## INFORMATION PROVIDED
=======

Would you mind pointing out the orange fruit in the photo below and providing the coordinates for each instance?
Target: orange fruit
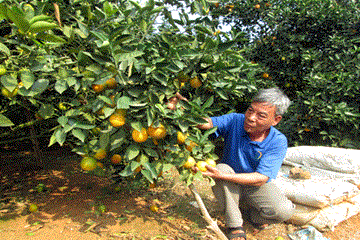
(190, 146)
(62, 106)
(121, 112)
(111, 83)
(183, 77)
(113, 104)
(116, 159)
(190, 162)
(211, 162)
(9, 94)
(157, 132)
(100, 111)
(2, 70)
(117, 120)
(138, 169)
(154, 208)
(181, 137)
(88, 163)
(96, 130)
(201, 165)
(33, 208)
(141, 136)
(98, 87)
(100, 154)
(195, 82)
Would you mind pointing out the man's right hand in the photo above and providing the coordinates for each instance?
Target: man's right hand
(171, 104)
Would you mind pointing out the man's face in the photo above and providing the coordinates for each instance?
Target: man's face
(259, 117)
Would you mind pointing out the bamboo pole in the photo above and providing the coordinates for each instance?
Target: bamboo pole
(212, 224)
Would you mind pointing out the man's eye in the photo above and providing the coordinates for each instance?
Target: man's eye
(262, 116)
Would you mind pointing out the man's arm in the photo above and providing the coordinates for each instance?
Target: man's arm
(252, 179)
(207, 125)
(172, 105)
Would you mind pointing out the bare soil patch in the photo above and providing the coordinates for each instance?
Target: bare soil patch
(77, 205)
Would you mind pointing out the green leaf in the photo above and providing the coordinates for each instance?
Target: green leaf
(5, 122)
(225, 46)
(4, 49)
(208, 102)
(17, 16)
(50, 38)
(151, 152)
(9, 82)
(27, 78)
(62, 120)
(60, 136)
(136, 125)
(37, 88)
(124, 102)
(132, 151)
(127, 171)
(46, 111)
(79, 134)
(104, 140)
(41, 26)
(61, 86)
(148, 175)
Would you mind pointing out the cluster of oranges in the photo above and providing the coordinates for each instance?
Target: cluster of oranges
(109, 84)
(183, 78)
(201, 165)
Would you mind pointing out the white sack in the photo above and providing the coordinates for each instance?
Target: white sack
(327, 218)
(317, 191)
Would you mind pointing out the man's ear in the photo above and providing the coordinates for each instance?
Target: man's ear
(277, 120)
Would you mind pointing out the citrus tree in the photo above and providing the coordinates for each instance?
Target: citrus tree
(310, 49)
(106, 73)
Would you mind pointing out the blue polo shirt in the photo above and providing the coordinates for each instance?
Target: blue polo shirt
(246, 156)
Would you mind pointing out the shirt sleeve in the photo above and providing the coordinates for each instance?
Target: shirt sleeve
(223, 124)
(272, 158)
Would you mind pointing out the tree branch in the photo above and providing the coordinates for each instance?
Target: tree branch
(212, 224)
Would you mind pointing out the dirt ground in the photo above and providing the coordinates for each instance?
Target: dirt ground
(77, 205)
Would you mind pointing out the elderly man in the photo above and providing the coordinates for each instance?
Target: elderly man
(253, 153)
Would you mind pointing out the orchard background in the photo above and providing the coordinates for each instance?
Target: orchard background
(99, 76)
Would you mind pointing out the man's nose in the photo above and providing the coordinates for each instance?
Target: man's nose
(252, 116)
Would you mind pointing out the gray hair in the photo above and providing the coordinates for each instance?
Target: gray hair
(273, 96)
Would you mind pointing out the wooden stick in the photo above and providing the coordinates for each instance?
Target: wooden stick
(212, 224)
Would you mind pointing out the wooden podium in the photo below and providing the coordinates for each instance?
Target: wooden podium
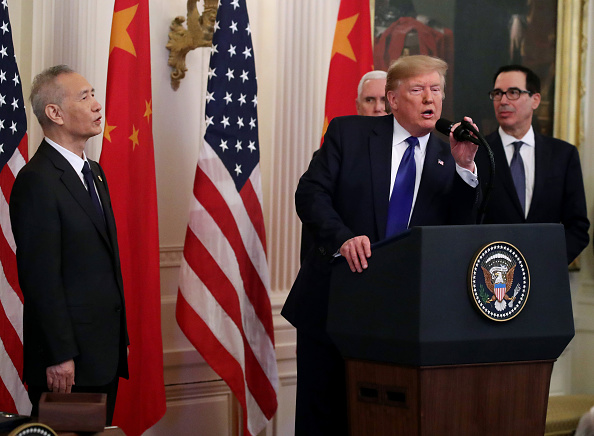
(421, 358)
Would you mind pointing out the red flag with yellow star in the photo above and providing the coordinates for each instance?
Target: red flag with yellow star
(352, 56)
(128, 160)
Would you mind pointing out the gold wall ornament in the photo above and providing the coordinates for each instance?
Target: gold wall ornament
(182, 40)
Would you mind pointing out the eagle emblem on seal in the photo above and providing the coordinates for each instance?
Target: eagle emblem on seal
(499, 281)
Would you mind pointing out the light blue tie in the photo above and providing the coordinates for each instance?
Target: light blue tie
(518, 173)
(403, 191)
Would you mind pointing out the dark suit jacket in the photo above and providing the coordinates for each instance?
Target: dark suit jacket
(558, 195)
(69, 272)
(345, 193)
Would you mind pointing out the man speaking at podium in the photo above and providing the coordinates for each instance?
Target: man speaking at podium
(373, 178)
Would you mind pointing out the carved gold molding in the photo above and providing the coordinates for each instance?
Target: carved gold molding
(572, 42)
(182, 40)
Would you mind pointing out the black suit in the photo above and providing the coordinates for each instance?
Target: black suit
(558, 195)
(69, 272)
(345, 193)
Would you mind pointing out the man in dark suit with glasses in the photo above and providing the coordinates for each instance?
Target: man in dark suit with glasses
(538, 179)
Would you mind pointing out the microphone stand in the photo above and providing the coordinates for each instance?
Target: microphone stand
(480, 141)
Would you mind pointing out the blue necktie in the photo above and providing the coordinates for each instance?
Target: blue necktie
(403, 191)
(88, 175)
(518, 174)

=======

## WHAT YOU WILL DO
If a line in the entries above contains the word "below", copy it.

## COMPLETED EXERCISE
Would you mind pointing out the orange fruit in the photo below and providing the coordinates for each instance?
Would you mind pointing out the wooden podium in the photo below and providing the coordinates for each instance?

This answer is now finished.